How many lines in the records below contain the word "teeth"? Reply with that number only.

*** Begin section ***

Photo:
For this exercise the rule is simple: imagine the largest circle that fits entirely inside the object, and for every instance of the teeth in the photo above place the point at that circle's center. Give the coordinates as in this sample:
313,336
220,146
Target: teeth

*** End section ***

▶ Solution for this problem
2